▸ Exercise task: Copy out the records below word for word, leaving out the pictures.

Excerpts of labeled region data

══════

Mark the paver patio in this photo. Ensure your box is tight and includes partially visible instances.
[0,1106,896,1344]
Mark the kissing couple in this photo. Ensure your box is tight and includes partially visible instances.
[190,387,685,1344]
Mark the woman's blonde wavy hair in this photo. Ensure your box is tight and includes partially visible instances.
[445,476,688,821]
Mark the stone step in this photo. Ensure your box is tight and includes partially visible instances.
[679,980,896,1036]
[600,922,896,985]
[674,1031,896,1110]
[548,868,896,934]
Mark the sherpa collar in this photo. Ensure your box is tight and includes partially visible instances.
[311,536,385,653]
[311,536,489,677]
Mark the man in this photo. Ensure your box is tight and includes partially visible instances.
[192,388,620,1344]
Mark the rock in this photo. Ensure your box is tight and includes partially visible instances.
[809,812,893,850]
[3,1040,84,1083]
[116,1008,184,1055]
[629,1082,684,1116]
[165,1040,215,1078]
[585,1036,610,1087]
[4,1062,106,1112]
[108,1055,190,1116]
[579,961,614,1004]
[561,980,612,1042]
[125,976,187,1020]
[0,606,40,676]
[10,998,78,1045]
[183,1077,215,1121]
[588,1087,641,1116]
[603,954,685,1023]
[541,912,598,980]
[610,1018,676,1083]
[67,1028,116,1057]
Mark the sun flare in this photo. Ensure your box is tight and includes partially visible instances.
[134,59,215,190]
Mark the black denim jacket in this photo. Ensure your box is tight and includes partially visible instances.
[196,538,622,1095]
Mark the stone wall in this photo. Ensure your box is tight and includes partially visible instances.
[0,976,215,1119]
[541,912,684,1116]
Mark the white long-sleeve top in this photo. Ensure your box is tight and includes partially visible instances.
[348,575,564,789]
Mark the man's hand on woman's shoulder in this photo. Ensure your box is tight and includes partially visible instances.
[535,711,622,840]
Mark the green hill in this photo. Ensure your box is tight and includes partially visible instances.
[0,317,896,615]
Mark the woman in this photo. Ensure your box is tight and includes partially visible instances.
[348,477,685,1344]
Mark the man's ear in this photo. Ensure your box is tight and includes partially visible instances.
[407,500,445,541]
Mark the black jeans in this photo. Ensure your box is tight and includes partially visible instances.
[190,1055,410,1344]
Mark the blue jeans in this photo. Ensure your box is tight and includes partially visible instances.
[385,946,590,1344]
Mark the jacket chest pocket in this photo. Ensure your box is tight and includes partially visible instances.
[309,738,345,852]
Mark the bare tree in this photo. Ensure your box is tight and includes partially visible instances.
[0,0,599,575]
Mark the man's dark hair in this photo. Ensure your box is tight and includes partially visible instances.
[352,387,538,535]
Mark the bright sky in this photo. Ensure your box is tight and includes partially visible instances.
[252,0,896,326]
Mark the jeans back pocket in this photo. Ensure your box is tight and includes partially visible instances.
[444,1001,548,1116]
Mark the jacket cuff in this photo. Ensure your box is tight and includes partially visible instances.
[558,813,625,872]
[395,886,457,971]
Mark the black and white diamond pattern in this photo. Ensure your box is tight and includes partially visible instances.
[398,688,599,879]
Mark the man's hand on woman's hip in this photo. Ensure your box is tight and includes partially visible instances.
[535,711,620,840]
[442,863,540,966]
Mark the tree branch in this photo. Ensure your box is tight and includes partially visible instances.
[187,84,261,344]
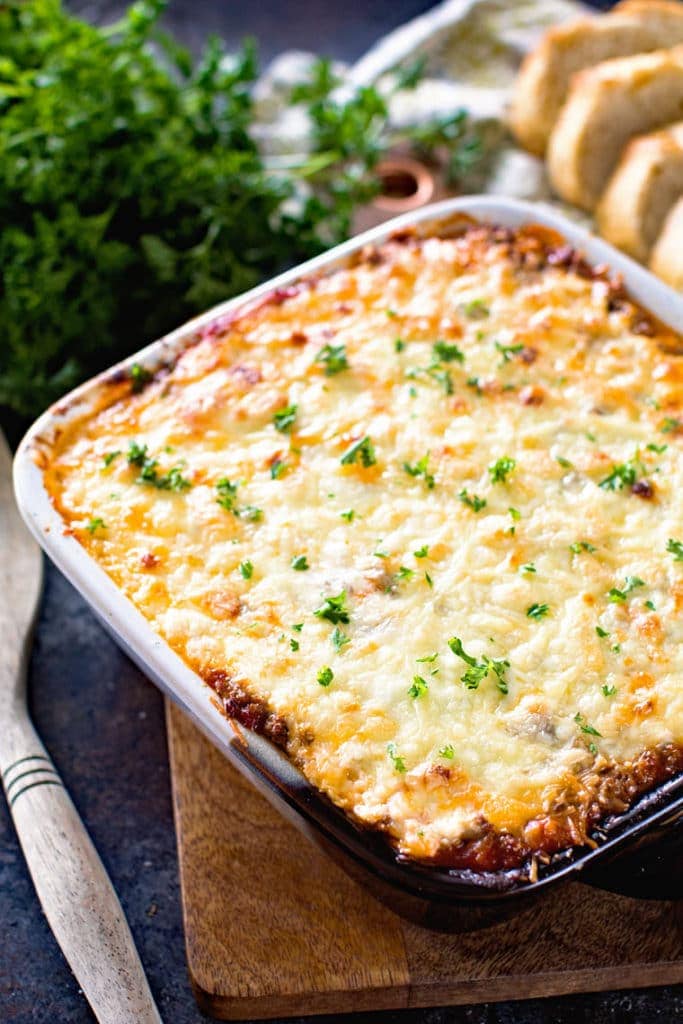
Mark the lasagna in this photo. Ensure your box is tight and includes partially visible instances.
[43,223,683,874]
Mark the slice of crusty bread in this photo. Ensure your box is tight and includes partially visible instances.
[509,0,683,157]
[548,46,683,210]
[596,121,683,263]
[650,199,683,292]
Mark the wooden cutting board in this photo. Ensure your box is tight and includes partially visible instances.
[167,703,683,1020]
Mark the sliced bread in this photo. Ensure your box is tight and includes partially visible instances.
[548,46,683,210]
[650,199,683,292]
[509,0,683,157]
[596,121,683,263]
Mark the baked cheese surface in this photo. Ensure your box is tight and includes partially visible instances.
[46,227,683,866]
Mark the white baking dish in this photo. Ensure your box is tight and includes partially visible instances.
[14,197,683,929]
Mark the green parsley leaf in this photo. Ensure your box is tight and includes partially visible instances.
[341,435,377,468]
[313,344,349,377]
[272,406,299,434]
[387,743,407,774]
[102,449,121,469]
[332,626,351,651]
[128,362,152,394]
[315,665,335,686]
[607,577,645,604]
[408,676,429,699]
[461,299,490,319]
[313,590,350,624]
[458,487,486,512]
[403,452,436,490]
[667,537,683,562]
[573,712,602,737]
[432,341,465,362]
[494,341,524,366]
[488,455,517,483]
[216,476,240,515]
[270,457,289,480]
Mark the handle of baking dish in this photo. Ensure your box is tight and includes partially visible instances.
[581,812,683,900]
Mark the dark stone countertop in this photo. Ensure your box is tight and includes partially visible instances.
[0,0,683,1024]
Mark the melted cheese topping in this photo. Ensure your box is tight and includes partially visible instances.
[47,229,683,858]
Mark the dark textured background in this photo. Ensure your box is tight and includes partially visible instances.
[0,0,683,1024]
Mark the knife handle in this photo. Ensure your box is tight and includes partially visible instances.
[0,714,162,1024]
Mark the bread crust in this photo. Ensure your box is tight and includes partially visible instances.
[597,121,683,263]
[509,6,683,157]
[548,46,683,211]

══════

▸ Written answer:
Mark the paver patio in this photo. Ensure your box is tight and includes partially visible instances.
[0,1106,896,1344]
Mark the kissing couple in this photo. Ensure your box is tight and includes partially visible instances.
[190,387,685,1344]
Mark the woman's blonde wavy hair in this photo. Ensure your box is tight and includes partially visible instances.
[445,476,688,821]
Mark the stone step in this photo. Ensure your box is tight and includes partially visible instances.
[679,980,896,1036]
[600,922,896,985]
[674,1031,896,1110]
[548,868,896,934]
Mark the sherpa collar in this photo. Ensure your box is tight and includes partially visible instances.
[311,536,385,653]
[311,536,489,677]
Mark the man in this photo. Ensure your box is tight and includes partially visible instances.
[192,388,620,1344]
Mark the rock in this photo. Ensure your box is tight and includes partially visible instances.
[809,812,893,850]
[3,1040,84,1083]
[116,1008,184,1055]
[629,1082,684,1116]
[165,1040,215,1078]
[585,1036,610,1087]
[4,1062,106,1112]
[108,1055,190,1116]
[579,961,614,1004]
[561,980,612,1042]
[125,976,187,1020]
[0,606,40,676]
[10,998,78,1045]
[183,1077,215,1121]
[588,1087,641,1116]
[603,954,685,1023]
[541,912,598,980]
[610,1018,676,1083]
[67,1028,116,1057]
Mark the sun flare in this photo. Ensure your box is tight and includes partially visible instances.
[134,59,215,190]
Mark the black denim jacket in this photo. Ensure your box is tight and includes partially visible instances.
[196,538,622,1095]
Mark the stone wall in this photo. Ensure your box is tight and includes partially visible instances.
[0,976,215,1119]
[541,912,684,1116]
Mark the white long-sleeve top in this photo. Ensure your box is tight and includes partially visible instances.
[348,575,564,789]
Mark the man's hand on woman's shoulder in this photo. Ensure your box is tight and includes partially visible instances.
[535,711,622,840]
Mark the green hill in this photo. Ensure your box is tight and includes partially visible instances.
[0,317,896,615]
Mark the woman in this photo. Ensure your box is tight and includes partially visible instances.
[348,477,685,1344]
Mark the man's ear in this photo. Ensure your box is tight and includes partially visible instances.
[407,500,445,541]
Mark the black jeans in this photo. Ensure your box is tight and includes partially visible instances.
[190,1055,410,1344]
Mark the blue jeans in this photo. Ensure your box is tight and includes partially visible instances.
[385,946,590,1344]
Mark the jacket chest pocket in this photo. Ensure your box is tight and includes partially visible instances.
[309,738,345,852]
Mark the bare tree in this photo. Ensure your box is tight and includes partially visible instances.
[0,0,599,575]
Mark the man's dark hair in this photo. Ensure your box is tight and includes partially visible instances.
[352,387,538,535]
Mark the bright sky in this photo. Ensure your box is tight and includes partially visible instances.
[252,0,896,326]
Mark the jeans back pocket in this photo. Ensure your box is tight and includes partially visible instances.
[444,1001,548,1116]
Mark the jacket cuff in this photo. Ensure your box is tight and includes partially visible instances.
[558,813,625,872]
[395,886,457,971]
Mark the black and white diamond pattern in this photo. Ensure your box is tight and includes partially visible instances.
[398,688,599,879]
Mark the man's hand on woman's hip in this photo. Ensure your box is tight and includes partially visible instances.
[535,711,620,840]
[442,863,540,966]
Mark the tree branch in this photo. Ensure your box is tight and includes partially visible instances.
[187,84,261,344]
Mark the lasagna in this photo. Ensure your box is tight and includes partially visible instances.
[43,223,683,874]
Mark the slice of crusty bread in this photo. Ensure your box is tight and includes partially visible instances.
[509,0,683,157]
[548,46,683,210]
[596,121,683,263]
[650,199,683,292]
Mark the wooden cutting board in this photo. Ensure your box is tight and includes partially visible instances.
[167,703,683,1020]
Mark the sliced bread in this photo. Ensure your box is tight and includes partially visible instances.
[548,46,683,210]
[650,199,683,292]
[509,0,683,157]
[596,121,683,263]
Mark the baked cheese surface in this photo. Ensure your box is tight and includes partially visible instances.
[46,227,683,866]
Mark the white baking dish in this photo. Ensure your box is tight and includes partially visible instances.
[14,197,683,929]
Mark the green parsley leaf in this photo. Ensure your box is tight and includes partially visible instances.
[341,435,377,468]
[313,344,349,377]
[272,406,299,434]
[387,743,407,774]
[102,449,121,469]
[332,626,351,651]
[128,362,152,394]
[315,665,335,686]
[607,577,645,604]
[408,676,429,699]
[461,299,490,319]
[313,590,350,624]
[458,487,486,512]
[403,452,436,490]
[667,537,683,562]
[573,712,602,737]
[432,341,465,362]
[494,341,524,366]
[488,455,517,483]
[216,476,240,515]
[270,457,289,480]
Mark the handle of baking dish in this photo. Ensure your box is tight and includes partially visible instances.
[581,812,683,900]
Mark the dark stone countertop in this photo. Ensure your box is tight and includes partially visible instances.
[0,0,683,1024]
Mark the melted cheese topping in this photo. Ensure your box is tight and includes partially visible instances.
[47,229,683,858]
Mark the dark textured background in this photo. Ensure your box is tight and includes partially visible instances.
[0,0,683,1024]
Mark the knife handle in this photo. Ensure your box is tight and includes partially visible instances.
[0,714,162,1024]
Mark the bread crust in this photo. Ensure your box is tight and includes partially visible instances.
[597,121,683,263]
[509,6,683,157]
[548,46,683,211]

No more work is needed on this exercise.